Activities —
1) Revise the passage on South African racial policy from "Although repression is" to "of South Africa.", starting at the first and ending at the second, and put "unworkable" where "impracticable" appears.
2) Carry the passage on South African racial policy forward from its final sentence.

Study text —
Such is the contrast between actuality and hypothesis.

(2) The second policy is favoured by what Dr. C. T. Lei-am calls the " Repressionists,"1who must he classed as "the majority of the whites in the Southern States of America and in South Africa. Their view is that the black man is an inferior creature, and he cannot escape from that inferiority." He was condemned by the ancient curse of Ham to be the hewer of wood and drawer of water for the white man. "The moment he wishes to raise himself in the social scale, to profit by the white man's example and to turn to his own use the latent powers within him, then he is to be sternly repressed as imperilling the supremacy of the white man."

Thinking people have veered away from this repressive view, but the majority of whites in South Africa, especially the backvelders, clings to it or else remain utterly indifferent to the whole problem. It is typically the policy of the Transvaal and Orange Free State and it has historically proved wrong, unjust and bad. It has produced an anti-white race of Natives; it has perpetrated the worst forms of legal injustice, ugly racial collisions and a spirit of racial animosity. Examples are abundant but space forbids. As Dr. Loram says:

"If the Repressionist would listen it might be possible to convince him that his policy cannot be carried out today, even if it were ever desirable."

Although repression is still held by a large number of white South Africans as a policy, we may here dismiss it as impracticable and fraught with supreme danger to the future of South Africa.

(3) The newest proposal is that of Segregation as expounded by General Hertzog, the Prime Minister of the present Pact Government (Dutch Nationalist and English Labourists), and in political theory by Professor Edgar Brookes. Its aim is equality of opportunity in separate territorial and industrial spheres, so that on the one side the white should be sufficiently segregated to enable him to preserve his traditional civilization secluded from the degrading influence of the black man's lower civilization, and to rehabilitate the 130,000 "poor whites" whose degeneracy is assumed to be due to the black man's competition and upward rise; and, on the other side, to enable the black man to reach the zenith of political and economic achievement, developing independently " on his own lines " (as if two different types of civilization were now possible), unhampered by the thwarting influences of the European's superior organization.

Provided information —
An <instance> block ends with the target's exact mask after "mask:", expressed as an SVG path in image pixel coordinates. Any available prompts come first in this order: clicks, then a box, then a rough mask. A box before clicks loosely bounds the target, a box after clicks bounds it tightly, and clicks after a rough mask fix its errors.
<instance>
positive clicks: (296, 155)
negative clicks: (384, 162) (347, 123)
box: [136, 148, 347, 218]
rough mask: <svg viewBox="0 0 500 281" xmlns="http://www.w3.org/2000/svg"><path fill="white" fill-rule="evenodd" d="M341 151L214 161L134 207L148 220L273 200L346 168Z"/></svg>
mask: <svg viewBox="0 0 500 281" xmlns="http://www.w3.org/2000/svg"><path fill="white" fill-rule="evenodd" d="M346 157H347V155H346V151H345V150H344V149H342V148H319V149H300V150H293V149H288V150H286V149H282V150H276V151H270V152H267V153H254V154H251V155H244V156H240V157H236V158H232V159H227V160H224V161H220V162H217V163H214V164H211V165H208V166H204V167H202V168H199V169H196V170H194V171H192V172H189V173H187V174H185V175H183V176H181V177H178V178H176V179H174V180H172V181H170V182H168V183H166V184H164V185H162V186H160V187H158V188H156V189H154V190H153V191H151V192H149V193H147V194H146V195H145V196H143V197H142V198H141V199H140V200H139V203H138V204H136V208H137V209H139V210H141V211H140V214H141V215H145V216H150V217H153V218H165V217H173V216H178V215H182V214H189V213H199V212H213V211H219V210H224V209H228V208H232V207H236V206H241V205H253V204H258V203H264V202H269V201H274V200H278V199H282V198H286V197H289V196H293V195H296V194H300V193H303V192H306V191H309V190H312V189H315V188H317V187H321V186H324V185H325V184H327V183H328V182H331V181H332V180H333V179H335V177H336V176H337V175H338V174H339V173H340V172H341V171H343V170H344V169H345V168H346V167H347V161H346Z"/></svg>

...

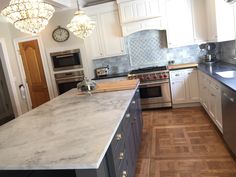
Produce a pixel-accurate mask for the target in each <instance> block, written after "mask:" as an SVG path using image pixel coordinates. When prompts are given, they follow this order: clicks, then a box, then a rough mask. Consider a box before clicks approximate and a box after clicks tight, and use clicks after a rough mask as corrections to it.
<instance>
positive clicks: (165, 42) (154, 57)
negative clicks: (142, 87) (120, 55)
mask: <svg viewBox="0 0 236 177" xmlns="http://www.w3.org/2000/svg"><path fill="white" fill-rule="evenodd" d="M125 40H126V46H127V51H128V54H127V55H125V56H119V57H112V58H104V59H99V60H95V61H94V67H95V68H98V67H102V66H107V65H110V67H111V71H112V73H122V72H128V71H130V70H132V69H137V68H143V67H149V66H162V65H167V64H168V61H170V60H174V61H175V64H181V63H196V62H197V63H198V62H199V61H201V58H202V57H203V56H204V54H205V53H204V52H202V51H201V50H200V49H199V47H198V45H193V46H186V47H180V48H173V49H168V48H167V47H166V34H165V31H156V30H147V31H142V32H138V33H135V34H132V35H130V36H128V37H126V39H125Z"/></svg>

* * *

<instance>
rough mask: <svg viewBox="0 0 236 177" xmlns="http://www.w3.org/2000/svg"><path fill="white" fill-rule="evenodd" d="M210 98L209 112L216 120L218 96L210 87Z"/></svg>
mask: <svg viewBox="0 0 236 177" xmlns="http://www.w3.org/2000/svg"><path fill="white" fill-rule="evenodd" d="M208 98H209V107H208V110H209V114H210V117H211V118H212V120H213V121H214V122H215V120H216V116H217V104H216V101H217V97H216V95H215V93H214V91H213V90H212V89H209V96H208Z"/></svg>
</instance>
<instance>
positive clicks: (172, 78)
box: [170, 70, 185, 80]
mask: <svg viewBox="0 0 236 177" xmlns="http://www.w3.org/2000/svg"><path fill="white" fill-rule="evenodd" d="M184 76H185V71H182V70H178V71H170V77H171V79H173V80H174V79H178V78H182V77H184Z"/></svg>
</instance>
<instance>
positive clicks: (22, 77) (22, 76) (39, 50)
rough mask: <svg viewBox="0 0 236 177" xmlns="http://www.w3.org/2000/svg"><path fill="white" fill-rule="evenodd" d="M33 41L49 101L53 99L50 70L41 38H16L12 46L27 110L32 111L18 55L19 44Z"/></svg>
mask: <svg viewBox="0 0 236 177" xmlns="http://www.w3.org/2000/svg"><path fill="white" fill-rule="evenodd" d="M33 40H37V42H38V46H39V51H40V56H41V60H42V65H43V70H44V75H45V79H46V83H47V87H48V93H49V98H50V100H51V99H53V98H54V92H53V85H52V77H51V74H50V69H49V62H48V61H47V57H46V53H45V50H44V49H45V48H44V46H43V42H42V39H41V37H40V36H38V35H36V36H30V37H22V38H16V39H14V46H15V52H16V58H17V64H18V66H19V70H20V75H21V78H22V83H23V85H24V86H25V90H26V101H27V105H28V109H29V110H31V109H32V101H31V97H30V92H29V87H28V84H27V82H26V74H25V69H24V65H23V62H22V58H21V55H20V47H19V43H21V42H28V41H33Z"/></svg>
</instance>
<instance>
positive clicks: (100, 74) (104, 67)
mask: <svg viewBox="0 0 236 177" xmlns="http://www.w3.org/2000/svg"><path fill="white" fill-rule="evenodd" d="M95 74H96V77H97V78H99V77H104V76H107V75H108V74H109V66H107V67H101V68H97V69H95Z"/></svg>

Responses —
1)
Although repression is still held by a large number of white South Africans as a policy, we may here dismiss it as unworkable and fraught with supreme danger to the future of South Africa.

2)
At first sight this proposition looks attractive. It has the advantage of appearing just. But whether it is feasible is the problem of which as yet its sponsors vouchsafe no solution. It is the ideal dream of the Segregationist and it has been approved by a number of highly respected thinkers who need not be named here. We should therefore be satisfied that it is hopelessly impracticable before rejecting it in favour of the only other alternative, the Cape policy.

To begin with, the three forms of segregation that really concern us are the territorial, industrial and political, because social and education segregation are already in being, as the result of evolution dictated by local convention. At this juncture we need not discuss political segregation, for that will automatically follow when once terri­torial segregation is possible. Industrial segregation presupposes two things: first that the black man is able to conduct his commerce and pursue his present vocations alone and divorced from the white man; secondly, that the white man is able to carry on all forms of unskilled work on the roads, on the farms, in the stores, in the kitchens and underground at the mines, independently of the black man.

Both hypotheses, we may at once affirm, are equally impossible in South Africa. They are possible in the United States of America, in Australia and in West Africa, but the South African white man in incapable of undertaking unskilled work in the presence of the much cheaper and equally efficient black labour. As proof of this, the white Labour Party in the Hertzog Pact has devised the Colour Bar Bill, the effect of which will be to limit the black man by legislative barriers to the bottom unskilled work and to reserve all the skilled work to which he naturally aspires to the white man; in fact to "encircle a white oligarchy with a ring fence '' in the words of Genera! Smuts. Under such a system the black man will be between the agricultural serfdom of landlessness and the industrial serfdom of the colour bar-a veritable case of the devil and the deep sea. Such a principle is unlikely to outlast its days as a temporary expedient. It is not a solution with any element of permanency in it. It is selfish, unscientific, unnatural and non-moral, and carries with it its own damnation. Industrial segregation may thus be dismissed as impractical.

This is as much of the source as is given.